» INSTRUCTIONS TO FOLLOW: Please output the lines shown below exactly as they appear.

===== SUPPLIED MATERIAL =====

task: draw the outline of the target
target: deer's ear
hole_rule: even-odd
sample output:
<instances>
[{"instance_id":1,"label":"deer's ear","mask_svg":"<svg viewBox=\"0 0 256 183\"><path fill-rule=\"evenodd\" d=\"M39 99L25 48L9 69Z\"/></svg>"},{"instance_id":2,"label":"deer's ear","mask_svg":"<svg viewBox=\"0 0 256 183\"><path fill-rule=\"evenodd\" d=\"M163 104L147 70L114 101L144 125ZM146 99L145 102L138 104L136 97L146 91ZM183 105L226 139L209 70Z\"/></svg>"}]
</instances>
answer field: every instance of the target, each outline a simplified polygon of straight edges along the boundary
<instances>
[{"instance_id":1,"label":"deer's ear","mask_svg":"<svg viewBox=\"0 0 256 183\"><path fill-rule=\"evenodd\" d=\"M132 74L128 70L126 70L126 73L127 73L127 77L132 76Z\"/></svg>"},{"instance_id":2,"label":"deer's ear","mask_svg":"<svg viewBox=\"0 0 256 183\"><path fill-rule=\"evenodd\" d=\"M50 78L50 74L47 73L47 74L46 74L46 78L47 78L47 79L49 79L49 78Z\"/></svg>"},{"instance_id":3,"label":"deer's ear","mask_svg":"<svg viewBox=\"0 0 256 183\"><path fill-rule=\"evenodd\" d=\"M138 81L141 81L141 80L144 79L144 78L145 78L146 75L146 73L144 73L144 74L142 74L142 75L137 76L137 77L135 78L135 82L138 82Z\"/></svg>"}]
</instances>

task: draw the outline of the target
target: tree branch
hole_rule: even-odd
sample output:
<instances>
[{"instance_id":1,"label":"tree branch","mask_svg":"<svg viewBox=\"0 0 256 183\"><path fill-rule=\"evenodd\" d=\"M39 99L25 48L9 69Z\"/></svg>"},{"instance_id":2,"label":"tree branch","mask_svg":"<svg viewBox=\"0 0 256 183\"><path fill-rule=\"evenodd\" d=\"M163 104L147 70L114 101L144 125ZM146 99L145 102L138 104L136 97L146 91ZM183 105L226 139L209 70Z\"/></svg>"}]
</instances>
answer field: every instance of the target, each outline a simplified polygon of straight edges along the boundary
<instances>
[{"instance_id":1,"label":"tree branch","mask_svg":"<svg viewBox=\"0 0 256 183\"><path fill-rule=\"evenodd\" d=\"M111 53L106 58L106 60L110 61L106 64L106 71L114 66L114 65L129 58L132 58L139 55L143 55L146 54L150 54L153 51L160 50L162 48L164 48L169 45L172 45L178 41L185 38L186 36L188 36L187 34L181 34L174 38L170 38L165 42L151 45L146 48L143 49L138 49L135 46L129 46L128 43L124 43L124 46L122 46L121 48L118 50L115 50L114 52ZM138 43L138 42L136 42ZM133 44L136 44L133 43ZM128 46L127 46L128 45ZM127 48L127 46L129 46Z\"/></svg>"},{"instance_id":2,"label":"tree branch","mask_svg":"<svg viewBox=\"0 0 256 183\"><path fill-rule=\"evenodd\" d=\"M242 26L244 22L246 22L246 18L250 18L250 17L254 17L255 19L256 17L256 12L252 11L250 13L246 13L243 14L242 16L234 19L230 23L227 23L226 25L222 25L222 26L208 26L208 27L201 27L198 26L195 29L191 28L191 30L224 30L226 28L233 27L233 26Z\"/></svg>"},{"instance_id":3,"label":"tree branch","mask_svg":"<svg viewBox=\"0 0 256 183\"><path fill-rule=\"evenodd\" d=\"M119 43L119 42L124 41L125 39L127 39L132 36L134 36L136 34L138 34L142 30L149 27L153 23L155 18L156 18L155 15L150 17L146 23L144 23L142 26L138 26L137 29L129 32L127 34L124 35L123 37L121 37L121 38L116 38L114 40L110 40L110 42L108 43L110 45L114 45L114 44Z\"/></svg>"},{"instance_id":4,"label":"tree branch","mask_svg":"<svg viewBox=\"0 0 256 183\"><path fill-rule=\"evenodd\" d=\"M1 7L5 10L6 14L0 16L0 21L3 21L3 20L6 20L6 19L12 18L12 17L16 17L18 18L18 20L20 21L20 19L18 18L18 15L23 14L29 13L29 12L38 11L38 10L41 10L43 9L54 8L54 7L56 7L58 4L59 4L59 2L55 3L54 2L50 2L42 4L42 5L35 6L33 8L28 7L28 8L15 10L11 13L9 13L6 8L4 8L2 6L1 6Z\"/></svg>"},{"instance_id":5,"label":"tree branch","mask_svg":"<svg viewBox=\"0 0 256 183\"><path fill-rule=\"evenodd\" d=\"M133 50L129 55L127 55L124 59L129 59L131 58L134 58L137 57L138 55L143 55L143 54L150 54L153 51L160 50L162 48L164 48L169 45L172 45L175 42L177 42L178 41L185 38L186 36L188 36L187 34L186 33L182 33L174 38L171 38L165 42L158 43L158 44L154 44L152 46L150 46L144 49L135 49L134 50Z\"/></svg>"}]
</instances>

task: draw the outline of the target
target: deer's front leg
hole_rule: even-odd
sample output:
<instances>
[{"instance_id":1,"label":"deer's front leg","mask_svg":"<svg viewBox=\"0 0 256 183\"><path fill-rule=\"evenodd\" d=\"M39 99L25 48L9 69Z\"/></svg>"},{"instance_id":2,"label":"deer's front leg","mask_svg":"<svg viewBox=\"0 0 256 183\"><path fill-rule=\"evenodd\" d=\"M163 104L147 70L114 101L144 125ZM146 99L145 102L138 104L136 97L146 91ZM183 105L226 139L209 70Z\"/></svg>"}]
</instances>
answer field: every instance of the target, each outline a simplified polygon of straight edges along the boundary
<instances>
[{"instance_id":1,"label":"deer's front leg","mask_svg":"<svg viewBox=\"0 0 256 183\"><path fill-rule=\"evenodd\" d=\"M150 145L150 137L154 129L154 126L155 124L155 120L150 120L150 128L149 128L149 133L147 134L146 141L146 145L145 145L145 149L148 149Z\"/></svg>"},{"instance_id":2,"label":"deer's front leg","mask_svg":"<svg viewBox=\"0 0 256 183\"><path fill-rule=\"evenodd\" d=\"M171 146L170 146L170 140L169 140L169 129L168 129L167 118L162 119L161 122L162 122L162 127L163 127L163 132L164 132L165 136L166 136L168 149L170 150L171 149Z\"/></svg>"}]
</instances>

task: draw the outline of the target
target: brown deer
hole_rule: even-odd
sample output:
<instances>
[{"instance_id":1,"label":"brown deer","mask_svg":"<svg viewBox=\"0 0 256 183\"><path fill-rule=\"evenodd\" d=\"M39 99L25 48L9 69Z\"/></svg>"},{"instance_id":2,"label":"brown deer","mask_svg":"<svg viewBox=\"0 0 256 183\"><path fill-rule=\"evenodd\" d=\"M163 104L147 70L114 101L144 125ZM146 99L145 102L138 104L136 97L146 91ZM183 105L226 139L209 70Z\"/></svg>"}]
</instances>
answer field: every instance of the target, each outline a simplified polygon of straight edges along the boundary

=====

» SOLVED PROBLEM:
task: draw the outline of the target
target: deer's ear
hole_rule: even-odd
sample output:
<instances>
[{"instance_id":1,"label":"deer's ear","mask_svg":"<svg viewBox=\"0 0 256 183\"><path fill-rule=\"evenodd\" d=\"M39 99L25 48L9 69Z\"/></svg>"},{"instance_id":2,"label":"deer's ear","mask_svg":"<svg viewBox=\"0 0 256 183\"><path fill-rule=\"evenodd\" d=\"M163 104L147 70L114 101L144 125ZM146 99L145 102L138 104L136 97L146 91ZM183 105L226 139L209 70Z\"/></svg>"}]
</instances>
answer field: every instance of the target, each outline a simplified polygon of straight edges along the boundary
<instances>
[{"instance_id":1,"label":"deer's ear","mask_svg":"<svg viewBox=\"0 0 256 183\"><path fill-rule=\"evenodd\" d=\"M132 74L128 70L126 70L126 73L127 73L127 77L132 76Z\"/></svg>"},{"instance_id":2,"label":"deer's ear","mask_svg":"<svg viewBox=\"0 0 256 183\"><path fill-rule=\"evenodd\" d=\"M50 78L50 74L47 73L47 74L46 74L46 78L47 78L47 79L49 79L49 78Z\"/></svg>"},{"instance_id":3,"label":"deer's ear","mask_svg":"<svg viewBox=\"0 0 256 183\"><path fill-rule=\"evenodd\" d=\"M138 81L141 81L141 80L144 79L144 78L145 78L146 75L146 73L144 73L144 74L142 74L142 75L137 76L137 77L135 78L135 82L138 82Z\"/></svg>"}]
</instances>

task: draw the outline of the target
target: tree branch
hole_rule: even-odd
sample output:
<instances>
[{"instance_id":1,"label":"tree branch","mask_svg":"<svg viewBox=\"0 0 256 183\"><path fill-rule=\"evenodd\" d=\"M39 99L25 48L9 69Z\"/></svg>"},{"instance_id":2,"label":"tree branch","mask_svg":"<svg viewBox=\"0 0 256 183\"><path fill-rule=\"evenodd\" d=\"M163 104L147 70L114 101L144 125ZM146 99L145 102L138 104L136 97L146 91ZM183 105L226 139L209 70Z\"/></svg>"}]
</instances>
answer field: every instance of the target, each outline a simplified polygon of straight edges along the boundary
<instances>
[{"instance_id":1,"label":"tree branch","mask_svg":"<svg viewBox=\"0 0 256 183\"><path fill-rule=\"evenodd\" d=\"M111 53L106 58L106 60L110 61L106 64L106 71L114 66L114 65L129 58L132 58L139 55L143 55L146 54L150 54L153 51L160 50L162 48L164 48L169 45L172 45L178 41L185 38L186 36L188 36L187 34L181 34L174 38L170 38L165 42L151 45L146 48L143 49L138 49L135 46L129 46L128 43L124 43L124 46L122 46L121 48L118 50L115 50L114 52ZM138 43L138 42L136 42ZM133 44L136 44L133 43ZM128 46L127 46L128 45ZM127 48L127 46L129 46Z\"/></svg>"},{"instance_id":2,"label":"tree branch","mask_svg":"<svg viewBox=\"0 0 256 183\"><path fill-rule=\"evenodd\" d=\"M242 26L244 22L246 22L246 18L250 18L250 17L254 17L255 19L256 17L256 12L252 11L250 13L246 13L243 14L242 16L234 19L230 23L227 23L226 25L222 25L222 26L208 26L208 27L201 27L198 26L195 29L191 28L191 30L224 30L226 28L233 27L233 26Z\"/></svg>"},{"instance_id":3,"label":"tree branch","mask_svg":"<svg viewBox=\"0 0 256 183\"><path fill-rule=\"evenodd\" d=\"M119 43L119 42L124 41L125 39L127 39L132 36L134 36L136 34L138 34L142 30L149 27L153 23L155 18L156 18L155 15L150 17L146 23L144 23L142 26L138 26L137 29L129 32L127 34L124 35L123 37L121 37L121 38L116 38L114 40L110 40L110 42L108 43L110 45L114 45L114 44Z\"/></svg>"},{"instance_id":4,"label":"tree branch","mask_svg":"<svg viewBox=\"0 0 256 183\"><path fill-rule=\"evenodd\" d=\"M1 7L5 10L6 14L0 16L0 21L3 21L3 20L6 20L6 19L12 18L12 17L16 17L18 18L18 20L20 21L20 19L18 18L18 15L23 14L29 13L29 12L38 11L38 10L41 10L43 9L54 8L54 7L56 7L58 4L59 4L59 2L55 3L54 2L50 2L42 4L42 5L35 6L33 8L28 7L28 8L15 10L11 13L9 13L6 8L4 8L2 6L1 6Z\"/></svg>"},{"instance_id":5,"label":"tree branch","mask_svg":"<svg viewBox=\"0 0 256 183\"><path fill-rule=\"evenodd\" d=\"M133 50L129 55L127 55L124 59L129 59L131 58L134 58L137 57L138 55L143 55L143 54L150 54L153 51L160 50L162 48L164 48L169 45L172 45L175 42L177 42L178 41L185 38L186 36L188 36L187 34L186 33L182 33L174 38L171 38L165 42L158 43L158 44L154 44L152 46L150 46L144 49L135 49L134 50Z\"/></svg>"}]
</instances>

task: draw the outline of the target
target: deer's front leg
hole_rule: even-odd
sample output:
<instances>
[{"instance_id":1,"label":"deer's front leg","mask_svg":"<svg viewBox=\"0 0 256 183\"><path fill-rule=\"evenodd\" d=\"M39 99L25 48L9 69Z\"/></svg>"},{"instance_id":2,"label":"deer's front leg","mask_svg":"<svg viewBox=\"0 0 256 183\"><path fill-rule=\"evenodd\" d=\"M163 104L147 70L114 101L144 125ZM146 99L145 102L138 104L136 97L146 91ZM183 105L226 139L209 70Z\"/></svg>"}]
</instances>
answer field: every instance of the target, each outline a simplified polygon of straight edges along the boundary
<instances>
[{"instance_id":1,"label":"deer's front leg","mask_svg":"<svg viewBox=\"0 0 256 183\"><path fill-rule=\"evenodd\" d=\"M150 145L150 137L154 129L154 126L155 124L155 120L150 120L150 128L149 128L149 133L147 134L146 141L146 145L145 145L145 149L148 149Z\"/></svg>"},{"instance_id":2,"label":"deer's front leg","mask_svg":"<svg viewBox=\"0 0 256 183\"><path fill-rule=\"evenodd\" d=\"M171 146L170 146L170 140L169 140L169 129L168 129L167 118L162 119L161 122L162 122L162 127L163 127L163 132L164 132L165 136L166 136L168 149L170 150L171 149Z\"/></svg>"}]
</instances>

task: draw the outline of the target
target: brown deer
hole_rule: even-odd
sample output:
<instances>
[{"instance_id":1,"label":"brown deer","mask_svg":"<svg viewBox=\"0 0 256 183\"><path fill-rule=\"evenodd\" d=\"M39 99L25 48L9 69Z\"/></svg>"},{"instance_id":2,"label":"brown deer","mask_svg":"<svg viewBox=\"0 0 256 183\"><path fill-rule=\"evenodd\" d=\"M163 104L147 70L114 101L144 125ZM146 99L145 102L138 104L136 97L146 91ZM183 105L226 139L209 70Z\"/></svg>"}]
</instances>
answer field: every instance of the target, each outline a simplified polygon of straight edges along the boundary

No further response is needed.